● Task to complete: Rewrite everything from the line containing "of the glossy" down to the end of the listing, substituting "labeling desk" for every "signal-timing desk" and leaving the rest unchanged.

(Dataset items)
--- Begin ---

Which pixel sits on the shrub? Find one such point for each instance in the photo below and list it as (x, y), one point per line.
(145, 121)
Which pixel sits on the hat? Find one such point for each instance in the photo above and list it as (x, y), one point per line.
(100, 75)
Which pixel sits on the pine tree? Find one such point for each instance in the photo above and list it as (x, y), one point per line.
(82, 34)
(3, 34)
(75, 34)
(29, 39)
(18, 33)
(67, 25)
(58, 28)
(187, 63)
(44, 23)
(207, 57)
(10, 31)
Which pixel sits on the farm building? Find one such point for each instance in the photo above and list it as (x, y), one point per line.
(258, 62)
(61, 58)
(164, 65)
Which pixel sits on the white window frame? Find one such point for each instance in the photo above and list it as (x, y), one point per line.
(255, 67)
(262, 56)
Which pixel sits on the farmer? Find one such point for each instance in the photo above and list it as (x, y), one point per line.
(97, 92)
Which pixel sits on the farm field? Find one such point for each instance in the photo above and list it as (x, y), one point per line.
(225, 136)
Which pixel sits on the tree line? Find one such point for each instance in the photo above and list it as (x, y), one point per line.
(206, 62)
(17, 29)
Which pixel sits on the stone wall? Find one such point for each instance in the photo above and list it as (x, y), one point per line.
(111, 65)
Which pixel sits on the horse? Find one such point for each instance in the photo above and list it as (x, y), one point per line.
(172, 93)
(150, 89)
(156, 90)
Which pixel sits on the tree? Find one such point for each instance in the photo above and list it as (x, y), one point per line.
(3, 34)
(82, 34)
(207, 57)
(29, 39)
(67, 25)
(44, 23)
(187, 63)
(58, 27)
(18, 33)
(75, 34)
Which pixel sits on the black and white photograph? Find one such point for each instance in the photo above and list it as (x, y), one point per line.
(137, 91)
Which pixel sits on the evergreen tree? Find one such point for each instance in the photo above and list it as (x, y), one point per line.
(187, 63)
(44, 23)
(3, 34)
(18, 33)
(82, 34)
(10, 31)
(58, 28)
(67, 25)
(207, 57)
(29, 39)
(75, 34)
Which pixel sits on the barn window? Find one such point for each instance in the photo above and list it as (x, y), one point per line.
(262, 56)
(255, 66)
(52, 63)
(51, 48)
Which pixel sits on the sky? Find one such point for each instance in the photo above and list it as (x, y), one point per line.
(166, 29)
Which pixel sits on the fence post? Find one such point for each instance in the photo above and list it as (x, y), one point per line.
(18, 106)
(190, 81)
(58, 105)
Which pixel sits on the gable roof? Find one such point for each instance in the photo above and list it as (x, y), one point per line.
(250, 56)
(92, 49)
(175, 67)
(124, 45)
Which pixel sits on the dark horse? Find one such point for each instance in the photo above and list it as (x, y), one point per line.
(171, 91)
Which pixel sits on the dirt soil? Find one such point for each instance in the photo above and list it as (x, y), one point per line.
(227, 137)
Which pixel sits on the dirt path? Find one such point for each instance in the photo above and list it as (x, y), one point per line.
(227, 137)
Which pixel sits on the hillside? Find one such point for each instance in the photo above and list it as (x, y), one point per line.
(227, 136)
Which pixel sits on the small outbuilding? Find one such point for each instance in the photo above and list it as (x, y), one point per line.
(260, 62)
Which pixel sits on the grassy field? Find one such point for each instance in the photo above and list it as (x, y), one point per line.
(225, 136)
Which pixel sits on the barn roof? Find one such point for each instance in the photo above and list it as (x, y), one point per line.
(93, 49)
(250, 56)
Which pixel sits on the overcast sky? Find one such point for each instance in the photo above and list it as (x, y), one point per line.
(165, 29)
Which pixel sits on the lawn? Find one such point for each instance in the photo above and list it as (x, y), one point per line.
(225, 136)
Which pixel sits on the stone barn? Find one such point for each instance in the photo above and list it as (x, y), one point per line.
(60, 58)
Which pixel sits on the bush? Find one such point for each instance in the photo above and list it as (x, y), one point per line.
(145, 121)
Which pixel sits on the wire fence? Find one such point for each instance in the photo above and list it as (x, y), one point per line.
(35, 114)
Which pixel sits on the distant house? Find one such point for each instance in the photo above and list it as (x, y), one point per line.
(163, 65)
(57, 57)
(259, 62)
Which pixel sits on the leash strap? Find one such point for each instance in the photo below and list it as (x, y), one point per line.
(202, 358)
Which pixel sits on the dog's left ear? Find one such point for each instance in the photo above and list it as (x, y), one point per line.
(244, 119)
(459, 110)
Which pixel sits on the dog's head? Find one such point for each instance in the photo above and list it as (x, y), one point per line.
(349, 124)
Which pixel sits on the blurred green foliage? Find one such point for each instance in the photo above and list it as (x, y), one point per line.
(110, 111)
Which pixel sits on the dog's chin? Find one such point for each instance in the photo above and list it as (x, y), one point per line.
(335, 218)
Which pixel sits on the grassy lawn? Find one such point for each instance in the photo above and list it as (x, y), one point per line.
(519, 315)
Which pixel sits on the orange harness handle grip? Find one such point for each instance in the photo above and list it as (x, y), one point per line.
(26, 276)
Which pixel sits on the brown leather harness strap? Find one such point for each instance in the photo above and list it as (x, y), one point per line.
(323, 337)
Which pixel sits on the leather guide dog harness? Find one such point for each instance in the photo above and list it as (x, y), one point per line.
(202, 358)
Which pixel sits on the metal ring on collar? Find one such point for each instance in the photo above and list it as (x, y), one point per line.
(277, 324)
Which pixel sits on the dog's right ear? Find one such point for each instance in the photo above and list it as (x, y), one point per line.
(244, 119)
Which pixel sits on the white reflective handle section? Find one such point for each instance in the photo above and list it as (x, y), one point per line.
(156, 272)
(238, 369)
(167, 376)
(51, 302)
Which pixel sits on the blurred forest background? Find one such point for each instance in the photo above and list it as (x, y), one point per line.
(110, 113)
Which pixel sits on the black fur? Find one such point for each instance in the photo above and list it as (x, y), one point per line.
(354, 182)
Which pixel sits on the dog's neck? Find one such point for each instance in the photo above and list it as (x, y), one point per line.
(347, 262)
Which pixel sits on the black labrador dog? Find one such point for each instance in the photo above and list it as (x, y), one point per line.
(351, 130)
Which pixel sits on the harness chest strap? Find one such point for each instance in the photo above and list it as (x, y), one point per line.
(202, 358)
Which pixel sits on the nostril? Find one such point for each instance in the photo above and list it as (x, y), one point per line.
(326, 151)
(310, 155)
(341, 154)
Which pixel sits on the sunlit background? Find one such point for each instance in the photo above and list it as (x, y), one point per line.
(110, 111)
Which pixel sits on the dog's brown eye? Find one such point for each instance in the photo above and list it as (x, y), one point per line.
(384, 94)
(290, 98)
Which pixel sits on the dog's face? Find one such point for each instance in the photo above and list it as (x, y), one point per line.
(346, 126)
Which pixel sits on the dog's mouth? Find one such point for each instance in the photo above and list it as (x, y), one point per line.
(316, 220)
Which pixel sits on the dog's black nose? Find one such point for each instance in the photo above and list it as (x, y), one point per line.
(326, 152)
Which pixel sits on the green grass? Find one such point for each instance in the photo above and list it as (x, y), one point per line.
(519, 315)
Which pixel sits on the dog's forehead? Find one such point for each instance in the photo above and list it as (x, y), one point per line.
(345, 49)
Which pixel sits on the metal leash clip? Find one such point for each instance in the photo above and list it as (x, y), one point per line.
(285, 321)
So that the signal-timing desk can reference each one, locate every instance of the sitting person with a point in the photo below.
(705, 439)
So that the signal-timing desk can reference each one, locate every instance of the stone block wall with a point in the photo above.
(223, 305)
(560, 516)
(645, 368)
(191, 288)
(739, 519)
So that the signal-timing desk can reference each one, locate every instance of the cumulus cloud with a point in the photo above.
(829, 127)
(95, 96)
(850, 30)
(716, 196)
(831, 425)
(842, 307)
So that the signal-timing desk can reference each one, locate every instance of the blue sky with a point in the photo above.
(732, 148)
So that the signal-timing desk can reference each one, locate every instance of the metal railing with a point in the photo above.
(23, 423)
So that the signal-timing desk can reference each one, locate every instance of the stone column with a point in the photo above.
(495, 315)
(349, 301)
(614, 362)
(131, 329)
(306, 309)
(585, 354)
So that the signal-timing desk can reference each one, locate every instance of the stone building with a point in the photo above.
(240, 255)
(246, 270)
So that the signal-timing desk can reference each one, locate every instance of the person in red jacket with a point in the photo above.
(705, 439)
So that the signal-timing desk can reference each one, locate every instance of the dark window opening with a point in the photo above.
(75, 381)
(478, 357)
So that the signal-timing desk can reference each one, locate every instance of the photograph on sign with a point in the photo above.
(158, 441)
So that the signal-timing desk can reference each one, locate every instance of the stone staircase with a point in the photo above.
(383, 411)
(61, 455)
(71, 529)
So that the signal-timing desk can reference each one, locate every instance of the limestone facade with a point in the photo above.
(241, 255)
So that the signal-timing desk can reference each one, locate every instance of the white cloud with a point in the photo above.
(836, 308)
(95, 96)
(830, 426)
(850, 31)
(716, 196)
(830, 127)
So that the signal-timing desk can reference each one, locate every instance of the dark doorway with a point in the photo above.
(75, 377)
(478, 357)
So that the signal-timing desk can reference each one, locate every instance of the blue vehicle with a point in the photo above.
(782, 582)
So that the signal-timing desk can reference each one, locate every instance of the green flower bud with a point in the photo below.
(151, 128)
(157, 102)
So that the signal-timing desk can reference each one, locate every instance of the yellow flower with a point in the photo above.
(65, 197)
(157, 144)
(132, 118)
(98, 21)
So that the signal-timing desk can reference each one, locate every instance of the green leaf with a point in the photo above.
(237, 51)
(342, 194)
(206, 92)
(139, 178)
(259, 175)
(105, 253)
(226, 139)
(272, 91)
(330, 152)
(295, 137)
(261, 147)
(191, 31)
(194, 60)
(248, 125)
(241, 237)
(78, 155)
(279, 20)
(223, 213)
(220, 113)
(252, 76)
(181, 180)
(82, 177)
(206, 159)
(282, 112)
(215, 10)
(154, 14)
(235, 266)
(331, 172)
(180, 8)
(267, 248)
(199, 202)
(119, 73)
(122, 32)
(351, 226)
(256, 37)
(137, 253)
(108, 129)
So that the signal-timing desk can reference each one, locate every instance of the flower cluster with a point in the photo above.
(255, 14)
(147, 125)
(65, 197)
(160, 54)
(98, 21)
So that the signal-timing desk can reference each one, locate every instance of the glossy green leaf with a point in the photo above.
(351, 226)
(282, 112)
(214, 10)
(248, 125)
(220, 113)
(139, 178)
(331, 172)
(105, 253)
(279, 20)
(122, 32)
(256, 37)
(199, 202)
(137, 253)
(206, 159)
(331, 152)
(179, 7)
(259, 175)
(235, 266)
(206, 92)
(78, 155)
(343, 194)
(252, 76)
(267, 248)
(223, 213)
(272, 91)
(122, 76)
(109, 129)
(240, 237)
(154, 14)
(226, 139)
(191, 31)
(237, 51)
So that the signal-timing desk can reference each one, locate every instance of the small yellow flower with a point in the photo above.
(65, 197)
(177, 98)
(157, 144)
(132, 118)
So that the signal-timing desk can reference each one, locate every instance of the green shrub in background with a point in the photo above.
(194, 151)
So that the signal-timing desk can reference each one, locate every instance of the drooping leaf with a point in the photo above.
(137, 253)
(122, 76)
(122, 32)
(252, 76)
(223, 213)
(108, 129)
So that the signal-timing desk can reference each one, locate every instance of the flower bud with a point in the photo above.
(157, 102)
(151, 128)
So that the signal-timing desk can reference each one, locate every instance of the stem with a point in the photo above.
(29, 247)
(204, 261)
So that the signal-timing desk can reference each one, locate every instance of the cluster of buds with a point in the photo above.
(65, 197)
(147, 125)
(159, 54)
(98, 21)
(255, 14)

--- End ---

● Complete answer:
So that the labeling desk can reference each one, locate every instance of the glossy green leaf with a point in the photo above.
(351, 226)
(282, 112)
(214, 10)
(248, 125)
(220, 113)
(139, 178)
(331, 172)
(105, 253)
(279, 20)
(122, 32)
(256, 37)
(199, 202)
(137, 253)
(206, 159)
(331, 152)
(179, 7)
(259, 175)
(235, 266)
(206, 92)
(78, 155)
(343, 194)
(252, 76)
(267, 248)
(223, 213)
(272, 91)
(122, 76)
(109, 129)
(240, 237)
(154, 14)
(226, 139)
(191, 31)
(237, 51)
So that the labeling desk can reference each one, locate every instance of the small yellow flower with a point in the photo above.
(65, 197)
(177, 98)
(157, 144)
(132, 118)
So that the labeling desk can reference each one, locate every instance of the green shrub in background with a point in the photo above.
(194, 151)
So that the labeling desk can reference each one, locate every instance of the drooping leaf with a point in the photo above.
(137, 253)
(122, 76)
(122, 32)
(252, 76)
(223, 213)
(108, 129)
So that the labeling desk can reference each one, locate every instance of the flower bud with a point in the photo above.
(157, 102)
(151, 128)
So that the labeling desk can reference each one, locate every instance of the stem with a point in the photo above.
(29, 247)
(204, 261)
So that the labeling desk can reference each one, locate every instance of the cluster of buds with a point in the photo above.
(65, 197)
(147, 125)
(159, 54)
(98, 21)
(255, 14)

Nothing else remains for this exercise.